----- Excerpted passage -----

Interesting article published by the Scripps institute about methane in permafrost.

https://scripps.ucsd.edu/news/climate-destabilization-unlikely-cause-methane-burp

Quote
“Anthropogenic methane emissions currently are larger than wetland emissions by a factor of about two, and our data show that we don’t need to be as concerned about large methane releases from old carbon reservoirs in response to future warming,” said Petrenko.  “Instead we should be more concerned about the methane that is being released from human activities now.”

45
Arctic sea ice / Re: "Stupid" Questions :o
« on: February 16, 2020, 06:05:42 PM »
Now that we are near the end of freezing season, I've noticed there are huge swings in daily extent gains, and even losses. Why is the behaviour of sea ice extent so wildly inconsistent around this time of year?

Why would you expect it to be stable? The ice can at this moment only expand into open ocean, where currents and contrary winds can and will cause large fluctuations. By far the biggest difference in extent from one day to another, and indeed from one year to another, during these winter months, is due to the vagaries of winds and have little or nothing to do with temperatures.

46
Arctic sea ice / Re: "Stupid" Questions :o
« on: February 10, 2020, 02:30:48 PM »
Would microwaving anything sent from China (unless that would damage it) do any good to make extra sure it is safe?
And how on earth would we know? Is this forum suddenly authoritative on virus pandemics and microbiology? My totally uninformed guess is that microwaving would make no difference, unless you soaked the package in water first (microwaves only work on water molecules), probably a good idea to deep-freeze it afterwards in 100 proof Tennesse whiskey!

47
Arctic sea ice / Re: "Stupid" Questions :o
« on: February 10, 2020, 09:05:08 AM »

----- Data excerpts -----

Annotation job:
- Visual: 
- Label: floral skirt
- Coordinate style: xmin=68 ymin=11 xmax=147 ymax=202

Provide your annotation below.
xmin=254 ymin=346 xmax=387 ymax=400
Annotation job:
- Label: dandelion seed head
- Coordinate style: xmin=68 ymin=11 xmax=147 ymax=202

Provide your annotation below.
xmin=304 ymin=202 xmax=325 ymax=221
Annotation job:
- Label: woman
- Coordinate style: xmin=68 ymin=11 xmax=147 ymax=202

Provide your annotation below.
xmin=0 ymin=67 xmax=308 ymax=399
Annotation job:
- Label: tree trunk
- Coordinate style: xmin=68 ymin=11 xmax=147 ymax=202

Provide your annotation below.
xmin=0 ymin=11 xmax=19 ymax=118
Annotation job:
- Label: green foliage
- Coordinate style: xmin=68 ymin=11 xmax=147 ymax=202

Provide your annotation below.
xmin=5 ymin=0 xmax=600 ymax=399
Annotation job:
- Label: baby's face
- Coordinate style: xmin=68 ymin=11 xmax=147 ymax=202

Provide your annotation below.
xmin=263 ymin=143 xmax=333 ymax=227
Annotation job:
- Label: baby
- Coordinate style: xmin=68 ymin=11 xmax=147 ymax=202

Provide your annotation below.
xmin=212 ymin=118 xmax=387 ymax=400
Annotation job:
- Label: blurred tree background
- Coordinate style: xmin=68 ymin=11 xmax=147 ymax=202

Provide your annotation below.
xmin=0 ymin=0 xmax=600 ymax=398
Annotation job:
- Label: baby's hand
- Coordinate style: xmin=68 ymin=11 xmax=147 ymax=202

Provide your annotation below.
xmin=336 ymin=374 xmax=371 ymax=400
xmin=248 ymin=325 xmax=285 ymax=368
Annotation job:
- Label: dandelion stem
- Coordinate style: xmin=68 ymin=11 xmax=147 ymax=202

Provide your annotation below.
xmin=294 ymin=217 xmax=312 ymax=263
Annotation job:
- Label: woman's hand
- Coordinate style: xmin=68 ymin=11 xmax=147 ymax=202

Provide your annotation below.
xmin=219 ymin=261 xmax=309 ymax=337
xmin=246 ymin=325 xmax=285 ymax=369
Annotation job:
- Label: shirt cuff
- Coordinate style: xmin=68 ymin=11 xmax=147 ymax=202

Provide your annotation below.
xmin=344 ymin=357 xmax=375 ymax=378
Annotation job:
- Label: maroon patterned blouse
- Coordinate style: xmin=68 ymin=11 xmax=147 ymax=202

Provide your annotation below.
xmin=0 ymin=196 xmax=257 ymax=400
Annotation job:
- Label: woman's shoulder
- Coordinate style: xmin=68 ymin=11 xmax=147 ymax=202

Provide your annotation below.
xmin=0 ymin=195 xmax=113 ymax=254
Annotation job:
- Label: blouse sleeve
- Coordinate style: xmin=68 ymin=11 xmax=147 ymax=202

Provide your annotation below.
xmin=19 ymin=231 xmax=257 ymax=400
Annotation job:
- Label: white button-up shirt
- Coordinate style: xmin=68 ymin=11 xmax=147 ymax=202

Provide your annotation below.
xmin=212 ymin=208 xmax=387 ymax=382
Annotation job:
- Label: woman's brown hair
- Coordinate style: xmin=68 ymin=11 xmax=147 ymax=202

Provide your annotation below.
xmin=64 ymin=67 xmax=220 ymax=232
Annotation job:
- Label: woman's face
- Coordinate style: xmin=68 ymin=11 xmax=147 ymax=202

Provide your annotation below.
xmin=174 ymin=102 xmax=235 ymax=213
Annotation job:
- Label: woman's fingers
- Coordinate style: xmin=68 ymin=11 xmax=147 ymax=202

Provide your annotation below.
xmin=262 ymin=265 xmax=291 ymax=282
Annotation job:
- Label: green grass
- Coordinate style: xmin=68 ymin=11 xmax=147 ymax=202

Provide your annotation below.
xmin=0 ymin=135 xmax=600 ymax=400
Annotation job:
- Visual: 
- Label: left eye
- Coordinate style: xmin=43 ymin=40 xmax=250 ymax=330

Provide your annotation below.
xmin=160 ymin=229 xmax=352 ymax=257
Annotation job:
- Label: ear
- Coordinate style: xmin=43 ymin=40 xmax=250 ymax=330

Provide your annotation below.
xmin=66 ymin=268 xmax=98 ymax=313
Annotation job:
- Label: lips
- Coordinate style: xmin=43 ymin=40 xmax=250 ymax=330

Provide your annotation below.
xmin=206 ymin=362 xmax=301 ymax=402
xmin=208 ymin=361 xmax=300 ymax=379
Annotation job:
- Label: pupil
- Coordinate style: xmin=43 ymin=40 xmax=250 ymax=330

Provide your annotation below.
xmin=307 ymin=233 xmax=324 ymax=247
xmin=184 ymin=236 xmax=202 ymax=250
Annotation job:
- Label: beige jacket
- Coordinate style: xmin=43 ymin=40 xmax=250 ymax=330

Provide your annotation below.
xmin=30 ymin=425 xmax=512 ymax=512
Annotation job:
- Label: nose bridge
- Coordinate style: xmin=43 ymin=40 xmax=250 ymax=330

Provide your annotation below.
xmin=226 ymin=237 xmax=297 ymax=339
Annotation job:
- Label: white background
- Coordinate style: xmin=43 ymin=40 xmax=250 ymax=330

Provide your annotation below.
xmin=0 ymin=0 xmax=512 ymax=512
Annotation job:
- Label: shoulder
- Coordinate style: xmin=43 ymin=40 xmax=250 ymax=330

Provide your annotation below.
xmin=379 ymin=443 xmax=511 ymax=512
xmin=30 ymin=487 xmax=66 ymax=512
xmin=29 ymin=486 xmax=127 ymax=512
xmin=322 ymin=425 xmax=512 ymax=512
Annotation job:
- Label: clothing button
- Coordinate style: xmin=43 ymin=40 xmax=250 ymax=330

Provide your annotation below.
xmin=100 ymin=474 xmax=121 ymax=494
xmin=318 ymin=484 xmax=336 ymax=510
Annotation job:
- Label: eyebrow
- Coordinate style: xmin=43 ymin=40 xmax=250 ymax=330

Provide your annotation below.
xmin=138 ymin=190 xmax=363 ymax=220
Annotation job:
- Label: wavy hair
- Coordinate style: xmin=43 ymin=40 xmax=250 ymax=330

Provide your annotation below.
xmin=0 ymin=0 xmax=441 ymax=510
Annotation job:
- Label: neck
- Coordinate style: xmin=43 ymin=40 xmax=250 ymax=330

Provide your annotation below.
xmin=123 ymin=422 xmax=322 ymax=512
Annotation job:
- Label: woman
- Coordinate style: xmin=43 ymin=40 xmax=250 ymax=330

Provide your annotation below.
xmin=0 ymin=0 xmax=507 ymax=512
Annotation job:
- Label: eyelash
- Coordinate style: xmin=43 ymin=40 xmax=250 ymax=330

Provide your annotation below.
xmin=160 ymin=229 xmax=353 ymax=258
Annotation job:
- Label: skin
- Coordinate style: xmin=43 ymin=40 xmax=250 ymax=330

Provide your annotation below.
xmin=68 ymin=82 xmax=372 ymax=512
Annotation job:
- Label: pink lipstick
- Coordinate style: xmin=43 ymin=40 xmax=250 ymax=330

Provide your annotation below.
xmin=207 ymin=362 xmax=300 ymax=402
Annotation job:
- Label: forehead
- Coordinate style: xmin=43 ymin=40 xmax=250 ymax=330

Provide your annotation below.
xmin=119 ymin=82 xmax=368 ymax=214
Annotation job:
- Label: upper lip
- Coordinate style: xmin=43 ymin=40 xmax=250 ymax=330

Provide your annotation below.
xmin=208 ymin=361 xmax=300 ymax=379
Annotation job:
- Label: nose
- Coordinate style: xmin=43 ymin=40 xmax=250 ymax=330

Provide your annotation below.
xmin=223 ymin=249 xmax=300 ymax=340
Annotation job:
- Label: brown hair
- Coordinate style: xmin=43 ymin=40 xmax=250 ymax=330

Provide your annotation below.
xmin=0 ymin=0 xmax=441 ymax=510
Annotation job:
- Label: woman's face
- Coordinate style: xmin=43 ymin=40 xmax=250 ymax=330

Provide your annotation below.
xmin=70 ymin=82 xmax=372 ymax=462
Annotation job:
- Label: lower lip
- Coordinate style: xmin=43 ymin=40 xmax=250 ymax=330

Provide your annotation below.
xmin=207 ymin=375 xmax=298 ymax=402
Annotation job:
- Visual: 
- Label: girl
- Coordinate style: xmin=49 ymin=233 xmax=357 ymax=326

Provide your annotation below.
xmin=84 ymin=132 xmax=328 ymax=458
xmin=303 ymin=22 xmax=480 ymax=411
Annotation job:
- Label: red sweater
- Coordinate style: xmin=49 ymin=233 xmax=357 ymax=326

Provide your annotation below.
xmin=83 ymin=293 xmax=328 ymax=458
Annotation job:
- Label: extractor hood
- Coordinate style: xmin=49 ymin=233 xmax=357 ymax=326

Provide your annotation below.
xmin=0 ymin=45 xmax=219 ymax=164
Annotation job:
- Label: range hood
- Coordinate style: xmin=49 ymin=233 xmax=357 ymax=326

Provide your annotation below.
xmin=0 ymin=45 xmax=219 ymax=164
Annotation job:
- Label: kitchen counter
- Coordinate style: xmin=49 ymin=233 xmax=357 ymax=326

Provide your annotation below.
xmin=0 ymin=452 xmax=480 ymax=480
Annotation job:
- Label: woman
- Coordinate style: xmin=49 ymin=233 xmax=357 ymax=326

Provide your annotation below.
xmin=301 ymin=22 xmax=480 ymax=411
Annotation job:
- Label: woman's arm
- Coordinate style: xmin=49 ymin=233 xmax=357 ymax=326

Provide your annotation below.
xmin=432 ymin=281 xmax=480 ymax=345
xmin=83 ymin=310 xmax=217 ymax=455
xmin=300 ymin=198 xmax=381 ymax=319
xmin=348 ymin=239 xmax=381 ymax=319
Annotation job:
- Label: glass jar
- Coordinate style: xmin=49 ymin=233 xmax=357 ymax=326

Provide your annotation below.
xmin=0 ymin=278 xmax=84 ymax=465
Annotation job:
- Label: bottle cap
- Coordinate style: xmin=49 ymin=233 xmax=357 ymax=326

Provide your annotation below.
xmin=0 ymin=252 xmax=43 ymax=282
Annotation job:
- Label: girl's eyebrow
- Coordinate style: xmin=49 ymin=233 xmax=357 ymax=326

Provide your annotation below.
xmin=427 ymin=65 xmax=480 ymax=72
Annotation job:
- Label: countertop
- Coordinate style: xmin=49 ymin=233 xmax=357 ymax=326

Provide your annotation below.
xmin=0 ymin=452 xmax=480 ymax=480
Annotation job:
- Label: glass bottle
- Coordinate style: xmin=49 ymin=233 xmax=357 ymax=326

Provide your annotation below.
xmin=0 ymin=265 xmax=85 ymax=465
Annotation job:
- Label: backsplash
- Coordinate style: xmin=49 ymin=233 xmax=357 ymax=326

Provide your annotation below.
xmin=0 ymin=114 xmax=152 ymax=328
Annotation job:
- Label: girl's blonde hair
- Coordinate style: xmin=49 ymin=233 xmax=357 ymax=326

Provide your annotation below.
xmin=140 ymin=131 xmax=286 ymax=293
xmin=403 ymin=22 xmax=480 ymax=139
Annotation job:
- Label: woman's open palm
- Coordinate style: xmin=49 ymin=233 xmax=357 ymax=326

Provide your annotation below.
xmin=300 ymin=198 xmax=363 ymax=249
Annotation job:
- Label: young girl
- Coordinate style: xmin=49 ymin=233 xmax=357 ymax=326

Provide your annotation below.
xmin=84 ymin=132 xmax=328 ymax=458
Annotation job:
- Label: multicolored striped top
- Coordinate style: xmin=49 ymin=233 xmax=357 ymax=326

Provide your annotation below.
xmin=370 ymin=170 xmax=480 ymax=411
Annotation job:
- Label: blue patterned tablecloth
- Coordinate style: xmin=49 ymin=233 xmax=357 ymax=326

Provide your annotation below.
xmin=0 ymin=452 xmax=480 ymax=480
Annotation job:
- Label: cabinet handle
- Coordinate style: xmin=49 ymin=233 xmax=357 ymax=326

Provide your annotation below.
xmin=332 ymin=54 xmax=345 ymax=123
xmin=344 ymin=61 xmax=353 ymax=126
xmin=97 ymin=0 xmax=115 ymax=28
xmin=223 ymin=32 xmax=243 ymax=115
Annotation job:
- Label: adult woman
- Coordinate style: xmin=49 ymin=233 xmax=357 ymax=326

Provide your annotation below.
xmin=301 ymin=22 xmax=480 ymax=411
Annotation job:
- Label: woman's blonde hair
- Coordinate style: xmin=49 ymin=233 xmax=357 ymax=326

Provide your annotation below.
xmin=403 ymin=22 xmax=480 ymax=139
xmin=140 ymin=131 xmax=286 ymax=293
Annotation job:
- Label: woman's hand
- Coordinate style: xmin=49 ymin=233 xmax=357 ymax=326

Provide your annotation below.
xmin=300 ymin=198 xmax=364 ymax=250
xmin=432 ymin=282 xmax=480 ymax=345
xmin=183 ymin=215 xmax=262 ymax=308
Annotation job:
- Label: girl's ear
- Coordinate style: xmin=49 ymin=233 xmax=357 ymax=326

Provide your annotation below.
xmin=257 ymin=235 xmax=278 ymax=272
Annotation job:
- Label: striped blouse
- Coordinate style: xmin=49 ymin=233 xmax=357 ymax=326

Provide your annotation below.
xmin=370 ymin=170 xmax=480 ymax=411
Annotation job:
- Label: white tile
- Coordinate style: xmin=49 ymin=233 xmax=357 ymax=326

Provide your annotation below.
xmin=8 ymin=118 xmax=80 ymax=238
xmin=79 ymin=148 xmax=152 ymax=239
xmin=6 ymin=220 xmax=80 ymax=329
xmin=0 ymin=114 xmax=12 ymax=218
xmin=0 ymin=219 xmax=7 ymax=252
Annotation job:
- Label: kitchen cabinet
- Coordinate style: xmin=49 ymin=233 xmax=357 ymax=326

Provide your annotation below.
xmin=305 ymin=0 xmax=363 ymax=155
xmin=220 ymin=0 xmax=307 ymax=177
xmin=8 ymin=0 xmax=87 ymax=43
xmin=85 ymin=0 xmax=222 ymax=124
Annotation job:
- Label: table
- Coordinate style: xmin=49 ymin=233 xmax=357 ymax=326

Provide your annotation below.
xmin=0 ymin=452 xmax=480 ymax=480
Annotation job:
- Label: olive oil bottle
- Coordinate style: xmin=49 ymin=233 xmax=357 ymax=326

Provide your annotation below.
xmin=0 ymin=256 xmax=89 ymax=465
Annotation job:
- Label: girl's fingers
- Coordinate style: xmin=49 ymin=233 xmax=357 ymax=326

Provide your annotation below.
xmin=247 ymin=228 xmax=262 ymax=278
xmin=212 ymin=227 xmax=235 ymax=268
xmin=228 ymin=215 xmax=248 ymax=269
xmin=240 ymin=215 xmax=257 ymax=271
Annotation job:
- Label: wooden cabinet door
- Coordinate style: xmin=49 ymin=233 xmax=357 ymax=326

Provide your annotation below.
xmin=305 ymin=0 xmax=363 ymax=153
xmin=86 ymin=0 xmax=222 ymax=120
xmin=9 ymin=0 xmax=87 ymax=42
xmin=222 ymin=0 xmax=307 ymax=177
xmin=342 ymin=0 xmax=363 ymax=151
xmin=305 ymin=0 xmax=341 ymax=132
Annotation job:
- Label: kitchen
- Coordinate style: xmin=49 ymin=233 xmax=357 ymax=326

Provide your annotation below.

-----

### [Exercises to complete]
1 > Print the part of the forum excerpt starting at "Now that we" and ending at "time of year?".
2 > Answer these questions using the forum excerpt:
(a) According to the quoted statement, by roughly what factor are anthropogenic methane emissions larger than wetland emissions?
(b) In the reply about sea ice extent, what is given as the main cause of the biggest day-to-day differences in extent during the winter months?
(c) In the reply about microwaving packages, what does the writer say microwaves work on?
3 > Pick up the forum excerpt right after its last line and continue it.

### [Responses per task]
1 >
Now that we are near the end of freezing season, I've noticed there are huge swings in daily extent gains, and even losses. Why is the behaviour of sea ice extent so wildly inconsistent around this time of year?

2 >
(a) A factor of about two.
(b) The vagaries of winds.
(c) Only water molecules.

3 >
I wonder if there is any limit to the stupidity, I guess not. The Internet is simply bristling with information, here is what the World Health Organisation has to say about receiving packages from China:

Quote
Yes, it is safe. People receiving packages from China are not at risk of contracting the new coronavirus. From previous analysis, we know coronaviruses do not survive long on objects, such as letters or packages.

48
Arctic sea ice / Re: "Stupid" Questions :o
« on: February 09, 2020, 06:28:24 PM »
If the Corona virus can survive for 9 days. And you order something on-line. And lets say that somebody sniezes on your stuff just before they ship it. It will be anywhere in half a day. Would it be able to survive the conditions in a airplaine ?

Well, I'd give it a try if you're really that curious. Order some used facemasks from the Wuhan hospital and breath through them while sleeping, and see what happens.

49
Arctic sea ice / Re: "Stupid" Questions :o
« on: February 09, 2020, 08:57:42 AM »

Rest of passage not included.